EXERCISE DESCRIPTION: Retype every line of the entries below without any changes, and leave the pictures out.

Location identification entries:
☆ ☆ ☆

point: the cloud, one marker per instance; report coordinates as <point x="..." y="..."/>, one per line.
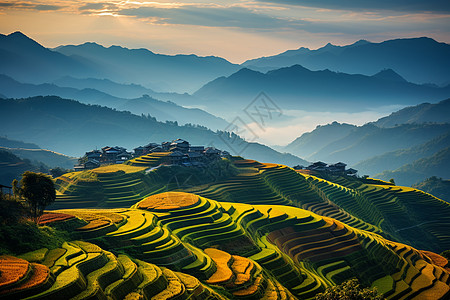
<point x="215" y="16"/>
<point x="441" y="6"/>
<point x="45" y="7"/>
<point x="95" y="6"/>
<point x="98" y="6"/>
<point x="30" y="6"/>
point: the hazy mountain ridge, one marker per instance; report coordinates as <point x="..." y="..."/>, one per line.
<point x="8" y="143"/>
<point x="412" y="173"/>
<point x="404" y="56"/>
<point x="310" y="142"/>
<point x="72" y="128"/>
<point x="297" y="87"/>
<point x="419" y="134"/>
<point x="398" y="158"/>
<point x="423" y="113"/>
<point x="161" y="110"/>
<point x="178" y="73"/>
<point x="435" y="186"/>
<point x="27" y="60"/>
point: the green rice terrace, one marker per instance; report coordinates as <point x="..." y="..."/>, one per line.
<point x="238" y="229"/>
<point x="178" y="245"/>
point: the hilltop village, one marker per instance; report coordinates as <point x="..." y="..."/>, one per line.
<point x="179" y="152"/>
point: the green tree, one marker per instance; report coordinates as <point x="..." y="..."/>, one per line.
<point x="349" y="290"/>
<point x="38" y="191"/>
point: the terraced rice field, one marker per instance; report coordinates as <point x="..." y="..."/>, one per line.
<point x="107" y="186"/>
<point x="268" y="233"/>
<point x="184" y="245"/>
<point x="397" y="213"/>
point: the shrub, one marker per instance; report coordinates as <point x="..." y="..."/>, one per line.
<point x="349" y="290"/>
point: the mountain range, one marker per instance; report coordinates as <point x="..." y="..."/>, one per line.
<point x="397" y="146"/>
<point x="142" y="104"/>
<point x="298" y="88"/>
<point x="26" y="60"/>
<point x="418" y="60"/>
<point x="72" y="128"/>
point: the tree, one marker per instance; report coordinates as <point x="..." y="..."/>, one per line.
<point x="349" y="290"/>
<point x="38" y="190"/>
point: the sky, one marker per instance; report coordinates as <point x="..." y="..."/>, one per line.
<point x="236" y="29"/>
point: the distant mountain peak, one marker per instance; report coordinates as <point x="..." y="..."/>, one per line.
<point x="20" y="38"/>
<point x="389" y="74"/>
<point x="18" y="34"/>
<point x="361" y="43"/>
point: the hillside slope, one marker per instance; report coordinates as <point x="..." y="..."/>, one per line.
<point x="246" y="252"/>
<point x="419" y="170"/>
<point x="12" y="166"/>
<point x="435" y="186"/>
<point x="370" y="205"/>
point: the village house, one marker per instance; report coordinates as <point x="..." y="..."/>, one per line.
<point x="334" y="169"/>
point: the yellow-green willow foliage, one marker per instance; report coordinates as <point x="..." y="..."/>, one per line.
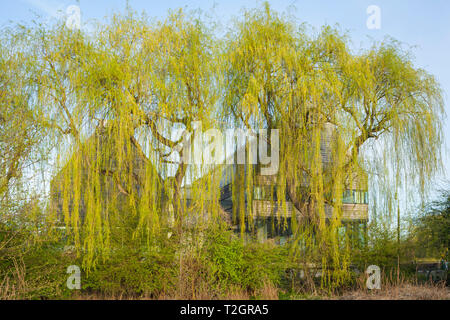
<point x="19" y="132"/>
<point x="329" y="104"/>
<point x="113" y="99"/>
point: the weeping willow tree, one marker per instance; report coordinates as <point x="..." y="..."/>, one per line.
<point x="115" y="100"/>
<point x="122" y="103"/>
<point x="385" y="115"/>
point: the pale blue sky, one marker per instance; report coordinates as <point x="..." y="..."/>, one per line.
<point x="425" y="24"/>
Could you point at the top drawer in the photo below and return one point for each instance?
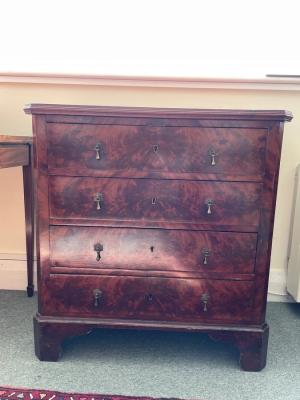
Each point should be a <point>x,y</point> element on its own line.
<point>139,151</point>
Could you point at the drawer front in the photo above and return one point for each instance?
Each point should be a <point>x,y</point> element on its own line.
<point>149,298</point>
<point>152,250</point>
<point>216,203</point>
<point>100,150</point>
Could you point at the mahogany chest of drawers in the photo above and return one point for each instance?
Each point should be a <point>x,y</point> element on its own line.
<point>155,219</point>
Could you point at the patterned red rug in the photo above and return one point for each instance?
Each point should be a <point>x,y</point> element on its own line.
<point>7,393</point>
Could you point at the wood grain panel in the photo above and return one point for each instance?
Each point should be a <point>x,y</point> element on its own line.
<point>139,150</point>
<point>14,155</point>
<point>174,200</point>
<point>150,298</point>
<point>149,249</point>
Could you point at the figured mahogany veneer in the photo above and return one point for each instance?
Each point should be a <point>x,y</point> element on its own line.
<point>155,219</point>
<point>136,149</point>
<point>151,298</point>
<point>152,250</point>
<point>234,203</point>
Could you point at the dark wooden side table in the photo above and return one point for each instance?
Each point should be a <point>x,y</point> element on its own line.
<point>17,151</point>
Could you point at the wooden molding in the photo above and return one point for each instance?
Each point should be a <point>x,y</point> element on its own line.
<point>48,109</point>
<point>292,84</point>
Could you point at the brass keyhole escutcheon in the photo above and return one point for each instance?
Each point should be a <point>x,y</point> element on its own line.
<point>149,298</point>
<point>97,295</point>
<point>155,148</point>
<point>206,254</point>
<point>98,247</point>
<point>98,199</point>
<point>98,148</point>
<point>209,203</point>
<point>204,301</point>
<point>212,155</point>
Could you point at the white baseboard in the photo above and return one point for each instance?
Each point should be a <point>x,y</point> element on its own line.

☆ ☆ ☆

WRITTEN ANSWER:
point: the cloud, one marker per instance; report coordinates as <point x="..." y="..."/>, one per line.
<point x="215" y="16"/>
<point x="441" y="6"/>
<point x="45" y="7"/>
<point x="95" y="6"/>
<point x="98" y="6"/>
<point x="30" y="6"/>
point: the hazy mountain ridge, one marker per instance; report coordinates as <point x="..." y="..."/>, one per line.
<point x="8" y="143"/>
<point x="412" y="173"/>
<point x="404" y="56"/>
<point x="310" y="142"/>
<point x="72" y="128"/>
<point x="297" y="87"/>
<point x="419" y="134"/>
<point x="398" y="158"/>
<point x="423" y="113"/>
<point x="161" y="110"/>
<point x="178" y="73"/>
<point x="435" y="186"/>
<point x="27" y="60"/>
point: the green rice terrace, one marker per instance; report coordinates as <point x="..." y="..."/>, one per line.
<point x="238" y="229"/>
<point x="178" y="245"/>
point: the hilltop village, one marker per instance; report coordinates as <point x="..." y="..."/>, one per line.
<point x="179" y="152"/>
point: the green tree, one marker per instance; report coordinates as <point x="..." y="..."/>, one per line.
<point x="349" y="290"/>
<point x="38" y="191"/>
point: the terraced rice field, one marker per instance; report coordinates as <point x="..." y="..."/>, one per line.
<point x="107" y="186"/>
<point x="268" y="233"/>
<point x="184" y="245"/>
<point x="397" y="213"/>
point: the shrub, one marker per instance; report coordinates as <point x="..." y="..."/>, one per line.
<point x="349" y="290"/>
point: the mountain range, one marker per instance; report coordinates as <point x="..." y="..."/>, one per line.
<point x="397" y="146"/>
<point x="142" y="104"/>
<point x="298" y="88"/>
<point x="26" y="60"/>
<point x="418" y="60"/>
<point x="72" y="128"/>
point: the tree, one marker per instance; report coordinates as <point x="..." y="..."/>, one per line.
<point x="349" y="290"/>
<point x="38" y="190"/>
point: the sky, one marker per instance; report coordinates as <point x="..." y="..."/>, one per line.
<point x="236" y="29"/>
point: the distant mountain peak, one marker per instance; report coordinates as <point x="..." y="..."/>, one per line.
<point x="20" y="38"/>
<point x="389" y="74"/>
<point x="18" y="34"/>
<point x="361" y="43"/>
point: the hillside slope, one marker per instance; report coordinates as <point x="..." y="..."/>, one per line.
<point x="246" y="252"/>
<point x="419" y="170"/>
<point x="12" y="166"/>
<point x="435" y="186"/>
<point x="370" y="205"/>
point: the village house, one marker per instance; report coordinates as <point x="..." y="..."/>, one per line.
<point x="334" y="169"/>
point: the yellow-green willow foliage, one marker per instance; report coordinates as <point x="..." y="..."/>, one per line.
<point x="19" y="132"/>
<point x="329" y="104"/>
<point x="113" y="99"/>
point: the weeping willow tree, one marker per instance; report coordinates as <point x="..." y="..."/>, one per line.
<point x="115" y="100"/>
<point x="122" y="103"/>
<point x="385" y="115"/>
point: the pale blue sky, one marker per instance; report coordinates as <point x="..." y="..."/>, one per line.
<point x="425" y="24"/>
Could you point at the top drawer in the photo below and return one point for each instance?
Each point should be a <point>x,y</point> element on its own line.
<point>139,151</point>
Could you point at the drawer front in the photo above and return one point for each instance?
Each point should be a <point>x,y</point> element on its own line.
<point>149,298</point>
<point>152,250</point>
<point>216,203</point>
<point>100,150</point>
Could you point at the mahogany chest of drawers in the photo above and return one point for each instance?
Each point should be a <point>x,y</point> element on its own line.
<point>155,219</point>
Could you point at the patterned red rug in the photo above and return one point for each instance?
Each point should be a <point>x,y</point> element on its own line.
<point>7,393</point>
Could you point at the wood grain panel in the photo above and return one point for each instance?
Each point should be a <point>x,y</point> element on its own line.
<point>139,150</point>
<point>14,155</point>
<point>174,200</point>
<point>150,298</point>
<point>149,249</point>
Could you point at the figured mahogany veneer in the photo above and return one point for each instance?
Each point should be a <point>x,y</point> element on its own line.
<point>155,219</point>
<point>136,149</point>
<point>151,298</point>
<point>152,250</point>
<point>234,203</point>
Could you point at the dark wooden side table in the photo above and return one point for each instance?
Each point should be a <point>x,y</point> element on its own line.
<point>17,151</point>
Could you point at the wooden molding in the photo above and return one point for each instance?
Each point should be a <point>x,y</point> element on its own line.
<point>48,109</point>
<point>292,84</point>
Could you point at the brass keyhole escutcheon in the photo above and return one point for each instance?
Each point should be a <point>x,y</point> element on its own line.
<point>149,298</point>
<point>97,295</point>
<point>155,148</point>
<point>206,254</point>
<point>98,247</point>
<point>98,199</point>
<point>98,148</point>
<point>209,203</point>
<point>204,301</point>
<point>212,155</point>
Could you point at the white baseboard in the photo above and return one point for each instance?
Each point should be a <point>x,y</point> element on its own line.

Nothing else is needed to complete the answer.